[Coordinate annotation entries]
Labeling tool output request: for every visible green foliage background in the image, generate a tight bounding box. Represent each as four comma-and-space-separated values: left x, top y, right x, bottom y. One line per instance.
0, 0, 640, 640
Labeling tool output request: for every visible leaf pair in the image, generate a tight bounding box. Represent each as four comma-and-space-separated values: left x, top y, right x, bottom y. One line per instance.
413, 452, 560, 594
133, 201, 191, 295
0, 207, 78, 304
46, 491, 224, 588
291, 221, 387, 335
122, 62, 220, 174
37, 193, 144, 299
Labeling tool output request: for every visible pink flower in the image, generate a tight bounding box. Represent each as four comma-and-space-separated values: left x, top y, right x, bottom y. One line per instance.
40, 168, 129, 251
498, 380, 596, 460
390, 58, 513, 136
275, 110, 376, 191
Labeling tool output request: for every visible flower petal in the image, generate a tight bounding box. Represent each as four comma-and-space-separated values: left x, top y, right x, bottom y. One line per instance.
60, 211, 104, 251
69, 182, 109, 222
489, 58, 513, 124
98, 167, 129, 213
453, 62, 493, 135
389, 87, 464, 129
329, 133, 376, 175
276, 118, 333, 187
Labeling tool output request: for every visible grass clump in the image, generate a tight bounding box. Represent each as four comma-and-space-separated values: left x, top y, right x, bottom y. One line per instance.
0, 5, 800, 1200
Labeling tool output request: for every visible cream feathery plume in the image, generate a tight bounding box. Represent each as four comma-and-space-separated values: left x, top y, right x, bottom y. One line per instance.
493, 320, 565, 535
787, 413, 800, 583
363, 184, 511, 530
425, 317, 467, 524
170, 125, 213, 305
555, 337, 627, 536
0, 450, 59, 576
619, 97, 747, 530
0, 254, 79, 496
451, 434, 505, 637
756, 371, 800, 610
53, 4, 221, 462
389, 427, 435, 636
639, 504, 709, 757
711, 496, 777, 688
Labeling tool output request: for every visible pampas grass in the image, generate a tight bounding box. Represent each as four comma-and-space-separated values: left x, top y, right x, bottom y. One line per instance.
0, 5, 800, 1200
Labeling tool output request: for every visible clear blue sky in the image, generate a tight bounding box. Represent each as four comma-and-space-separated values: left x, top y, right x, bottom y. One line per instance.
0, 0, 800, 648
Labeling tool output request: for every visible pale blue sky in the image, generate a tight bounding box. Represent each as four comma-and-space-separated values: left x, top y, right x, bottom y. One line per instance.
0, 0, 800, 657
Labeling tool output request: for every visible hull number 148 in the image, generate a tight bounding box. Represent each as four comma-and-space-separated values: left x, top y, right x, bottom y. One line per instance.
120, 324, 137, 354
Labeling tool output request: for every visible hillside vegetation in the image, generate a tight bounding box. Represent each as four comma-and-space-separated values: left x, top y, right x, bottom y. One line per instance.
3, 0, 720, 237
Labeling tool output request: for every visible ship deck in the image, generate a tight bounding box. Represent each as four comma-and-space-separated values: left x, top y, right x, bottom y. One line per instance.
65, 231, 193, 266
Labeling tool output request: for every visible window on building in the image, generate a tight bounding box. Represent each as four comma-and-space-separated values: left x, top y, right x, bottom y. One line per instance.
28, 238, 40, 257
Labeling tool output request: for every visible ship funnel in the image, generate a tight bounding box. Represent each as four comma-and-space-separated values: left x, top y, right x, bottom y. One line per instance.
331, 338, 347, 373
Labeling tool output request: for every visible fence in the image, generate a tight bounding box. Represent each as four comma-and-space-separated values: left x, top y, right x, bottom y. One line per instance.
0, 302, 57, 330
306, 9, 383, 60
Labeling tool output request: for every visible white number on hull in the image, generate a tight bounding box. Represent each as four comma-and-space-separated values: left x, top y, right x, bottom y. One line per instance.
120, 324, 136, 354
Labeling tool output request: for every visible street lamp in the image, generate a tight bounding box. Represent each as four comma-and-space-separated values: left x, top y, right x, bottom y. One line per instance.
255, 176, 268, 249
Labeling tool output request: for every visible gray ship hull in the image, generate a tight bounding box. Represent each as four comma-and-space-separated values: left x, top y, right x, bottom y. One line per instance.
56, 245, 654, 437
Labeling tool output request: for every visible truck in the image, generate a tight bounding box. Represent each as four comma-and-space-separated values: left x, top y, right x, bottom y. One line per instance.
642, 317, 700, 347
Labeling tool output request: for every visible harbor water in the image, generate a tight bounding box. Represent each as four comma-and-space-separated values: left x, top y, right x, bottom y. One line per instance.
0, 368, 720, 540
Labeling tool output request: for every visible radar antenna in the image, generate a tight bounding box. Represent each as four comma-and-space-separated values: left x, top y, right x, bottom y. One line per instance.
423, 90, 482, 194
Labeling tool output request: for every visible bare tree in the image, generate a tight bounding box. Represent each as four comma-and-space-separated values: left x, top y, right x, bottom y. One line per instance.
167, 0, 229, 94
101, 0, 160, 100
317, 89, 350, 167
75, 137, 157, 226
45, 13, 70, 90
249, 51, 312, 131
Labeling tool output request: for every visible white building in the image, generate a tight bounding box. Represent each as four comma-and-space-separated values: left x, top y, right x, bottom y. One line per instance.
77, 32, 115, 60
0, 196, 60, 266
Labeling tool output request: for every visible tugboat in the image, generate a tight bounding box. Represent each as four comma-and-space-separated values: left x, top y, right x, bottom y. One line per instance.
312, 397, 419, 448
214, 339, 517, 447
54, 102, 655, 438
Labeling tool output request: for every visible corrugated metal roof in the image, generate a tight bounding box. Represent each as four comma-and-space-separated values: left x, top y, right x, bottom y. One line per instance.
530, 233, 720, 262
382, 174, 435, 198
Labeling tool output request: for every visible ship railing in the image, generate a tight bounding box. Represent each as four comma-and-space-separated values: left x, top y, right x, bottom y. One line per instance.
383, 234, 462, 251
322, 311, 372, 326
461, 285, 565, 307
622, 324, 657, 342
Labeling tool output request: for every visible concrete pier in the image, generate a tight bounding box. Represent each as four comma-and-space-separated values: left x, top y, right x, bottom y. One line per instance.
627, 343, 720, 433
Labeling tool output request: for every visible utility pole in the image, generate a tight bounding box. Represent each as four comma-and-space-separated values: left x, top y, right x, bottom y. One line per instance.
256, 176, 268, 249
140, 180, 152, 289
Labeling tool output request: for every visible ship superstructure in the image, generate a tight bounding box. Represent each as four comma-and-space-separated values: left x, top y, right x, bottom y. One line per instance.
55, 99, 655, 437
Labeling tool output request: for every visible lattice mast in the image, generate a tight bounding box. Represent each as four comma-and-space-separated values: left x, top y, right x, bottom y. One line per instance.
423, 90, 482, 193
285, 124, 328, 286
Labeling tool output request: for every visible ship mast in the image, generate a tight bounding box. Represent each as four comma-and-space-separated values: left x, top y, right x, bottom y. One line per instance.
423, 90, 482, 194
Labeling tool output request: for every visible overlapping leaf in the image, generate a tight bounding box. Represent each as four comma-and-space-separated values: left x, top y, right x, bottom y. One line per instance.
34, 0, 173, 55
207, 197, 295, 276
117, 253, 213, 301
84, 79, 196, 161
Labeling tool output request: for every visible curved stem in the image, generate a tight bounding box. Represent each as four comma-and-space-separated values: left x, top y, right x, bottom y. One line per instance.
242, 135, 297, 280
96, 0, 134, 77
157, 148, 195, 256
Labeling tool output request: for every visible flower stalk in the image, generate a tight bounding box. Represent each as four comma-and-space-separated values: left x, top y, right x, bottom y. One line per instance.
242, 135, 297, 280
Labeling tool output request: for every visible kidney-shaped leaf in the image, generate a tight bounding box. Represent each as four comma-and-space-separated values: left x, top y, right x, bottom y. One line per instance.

### [What the exercise asks]
Output all the records above as a JSON list of strings with one string for each line, and leave out any blank lines.

### [Exercise result]
[
  "Labeling tool output request: for every visible green foliage background in the image, generate a tight bounding box. Represent each as four comma-and-space-separated values: left x, top y, right x, bottom y. One line per instance.",
  "0, 0, 640, 640",
  "Labeling tool output request: for every visible leaf pair in the image, generate a tight bounding box. Represent each as four comma-and-space-separated values: left x, top y, right x, bottom y. One line per instance.",
  "413, 452, 560, 594",
  "133, 201, 191, 295",
  "0, 207, 78, 304",
  "46, 491, 224, 588",
  "291, 221, 387, 335",
  "122, 62, 220, 174",
  "37, 193, 144, 299",
  "Labeling tool output request: for every visible pink flower in the image, generate a tight bounding box. Represent each as four comma-and-space-separated values: left x, top y, right x, bottom y. One line per instance.",
  "40, 168, 129, 251",
  "498, 380, 596, 460",
  "390, 58, 513, 136",
  "275, 110, 376, 191",
  "Labeling tool output request: for every visible flower petal in the image, generate a tight bounding box. Represent each as four comma-and-space-separated values: left x, top y, right x, bottom y. One line per instance.",
  "60, 211, 104, 251",
  "69, 182, 109, 222",
  "489, 58, 513, 124",
  "98, 167, 129, 213",
  "453, 62, 493, 135",
  "389, 87, 464, 129",
  "329, 133, 376, 175",
  "276, 118, 333, 187",
  "Labeling tool output request: for every visible grass clump in the image, generate a tight bounding box. Represent each as four comma-and-space-separated values: left x, top y, right x, bottom y. One line per instance.",
  "0, 5, 800, 1200",
  "Labeling tool output request: for every visible cream feathery plume in the image, generate a tight bounding box. Represent each as four comma-and-space-separated values: left x, top y, right x, bottom y. One line per instance.",
  "493, 320, 565, 535",
  "787, 413, 800, 583",
  "363, 184, 511, 530",
  "425, 317, 467, 524",
  "170, 125, 213, 305",
  "555, 337, 627, 536",
  "0, 450, 59, 576",
  "619, 97, 747, 530",
  "0, 254, 79, 496",
  "451, 434, 505, 637",
  "756, 371, 800, 610",
  "53, 4, 221, 462",
  "389, 427, 435, 636",
  "639, 504, 709, 757",
  "711, 496, 777, 688",
  "Labeling tool output request: for every visible pampas grass in the image, generate a tight bounding box. Represent each as four comma-and-space-separated values: left x, top y, right x, bottom y. One line per instance.",
  "0, 5, 800, 1200",
  "Labeling tool output request: for every visible clear blue sky in the image, generate a tight bounding box. Represent each as four comma-and-space-separated values: left x, top y, right x, bottom y. One line per instance.",
  "0, 0, 800, 648",
  "Labeling tool output request: for every visible pale blue sky in the image, generate a tight bounding box. Represent each as four comma-and-space-separated values: left x, top y, right x, bottom y. One line per instance.",
  "0, 0, 800, 657",
  "Labeling tool output request: for every visible hull number 148 in the image, generate a tight bounding box. Represent each as four comma-and-space-separated values: left x, top y, right x, bottom y. One line per instance.",
  "120, 324, 137, 354",
  "Labeling tool output request: for every visible hillside vegetation in the image, generate a tight bounding box. Represent each as four comma-and-space-separated values: left x, top y, right x, bottom y. One line per instance.",
  "3, 0, 720, 237",
  "Labeling tool output request: for every visible ship deck in the image, generate a tight bounding box. Represent each as four comma-and-space-separated values: left x, top y, right x, bottom y. One line per instance.",
  "65, 231, 193, 266",
  "Labeling tool output request: for every visible window on building in the image, generate a tight bounding box. Represent each as four comma-and-space-separated values: left x, top y, right x, bottom y. One line per instance.",
  "28, 238, 40, 257",
  "Labeling tool output request: for every visible ship funnel in the image, generate a tight bounding box. Represent each as four comma-and-space-separated values: left x, top y, right x, bottom y. One line per instance.",
  "331, 338, 347, 373",
  "Labeling tool output request: for every visible fence in the image, generate a tight bounding box. Represent each as four comma-and-space-separated values: left x, top y, right x, bottom y. One line per instance.",
  "0, 302, 57, 330",
  "306, 9, 383, 60",
  "Labeling tool output request: for every visible white number on hull in the image, generate a tight bounding box. Represent each as four comma-and-space-separated values: left x, top y, right x, bottom y. One line per instance.",
  "120, 324, 136, 354",
  "Labeling tool output request: for every visible street lamp in the image, generate a tight bounding box. Represent each as four comma-and-space-separated values: left x, top y, right x, bottom y. One line per instance.",
  "255, 176, 268, 249",
  "Labeling tool output request: for every visible gray ship hull in the image, generate a tight bounding box. Represent each as four comma-and-space-separated values: left x, top y, right x, bottom y. One line per instance.",
  "56, 245, 654, 437",
  "Labeling tool output request: for every visible truck in the image, generate a tight bounding box. Represent each as four comma-and-space-separated values: left x, top y, right x, bottom y. One line per instance.",
  "642, 317, 700, 347",
  "Labeling tool output request: for every visible harbor water in the image, generate a tight bounding box. Represent each as four comma-and-space-separated values: left x, top y, right x, bottom y. One line per instance.",
  "0, 368, 720, 540",
  "Labeling tool output request: for every visible radar antenna in the image, generate a tight bounding box. Represent each as four comma-and-space-separated values: left x, top y, right x, bottom y. One line per instance.",
  "423, 90, 482, 194",
  "Labeling tool output request: for every visible bare tree in the image, generate a tight bounding box. Represent each as four comma-and-space-separated values: left x, top y, right x, bottom y. One line per instance.",
  "167, 0, 229, 94",
  "101, 0, 160, 100",
  "317, 89, 350, 167",
  "75, 137, 157, 226",
  "45, 13, 70, 90",
  "249, 51, 312, 131",
  "Labeling tool output request: for every visible white building in the image, generate a tight bounding box. Represent each as four comma-and-space-separated values: left x, top y, right x, bottom y. One line per instance.",
  "77, 32, 115, 60",
  "0, 196, 60, 266",
  "Labeling tool output request: for every visible tugboat in the image, generate a tight bounding box. Represent each as four comma-and-space-separated values: left x, top y, right x, bottom y. One line per instance.",
  "312, 397, 419, 448",
  "214, 339, 517, 447",
  "54, 102, 655, 438",
  "Labeling tool output request: for every visible corrugated metal roof in the image, generate a tight bounding box. Represent each as four comma-and-space-separated values: left x, top y, right x, bottom y. One line per instance.",
  "530, 233, 720, 262",
  "382, 174, 435, 198",
  "Labeling tool output request: for every visible ship railing in the image, generate a tight bounding box. Represent each as four comma-and-space-separated values: left x, top y, right x, bottom y. One line per instance.",
  "383, 234, 462, 251",
  "322, 311, 372, 326",
  "461, 285, 565, 307",
  "622, 324, 657, 342",
  "Labeling tool output request: for every visible concrete pier in the image, generate a tight bounding box. Represent each as four comma-and-space-separated values: left x, top y, right x, bottom y. One line per instance.",
  "627, 343, 720, 433",
  "Labeling tool output request: for every visible utility pole in the image, generate a tight bounding box. Represent each as four comma-and-space-separated values: left x, top y, right x, bottom y. One line per instance.",
  "256, 176, 268, 249",
  "140, 180, 152, 289",
  "Labeling tool output request: for every visible ship superstructure in the image, generate a tight bounding box. Represent each as four comma-and-space-separated values: left x, top y, right x, bottom y. One line per instance.",
  "55, 99, 655, 437",
  "Labeling tool output request: for every visible lattice mast in the image, generate a tight bounding box. Represent each as four comma-and-space-separated values: left x, top y, right x, bottom y. One line per instance.",
  "423, 90, 482, 193",
  "285, 124, 328, 286",
  "Labeling tool output request: for every visible ship mast in the image, generate a tight bounding box. Represent each as four comma-and-space-separated values: left x, top y, right x, bottom y. One line per instance.",
  "423, 90, 482, 194",
  "Labeling tool output request: for every visible overlapping leaf in the image, generate a tight bounding box. Represent each as four comma-and-space-separated values: left x, top y, right x, bottom y. One line per instance.",
  "34, 0, 173, 55",
  "207, 197, 295, 276",
  "117, 253, 213, 301",
  "84, 79, 196, 161",
  "Labeling tool output request: for every visible curved stem in the image, generate a tight bounding box. Represent each as four comma-and-space-separated values: left x, top y, right x, bottom y. One line per instance.",
  "242, 135, 297, 280",
  "96, 0, 134, 77",
  "157, 148, 195, 256",
  "Labeling tool output request: for every visible flower stalk in the image, generate a tight bounding box. Represent each as four comma-and-space-separated values: left x, top y, right x, bottom y. One line per instance.",
  "242, 135, 297, 280",
  "Labeling tool output request: for every visible kidney-shaped leaf in the image, generate a tight bounding box. Represent each as four comma-and-space-separated values: left x, top y, right x, bottom y. One line per instance."
]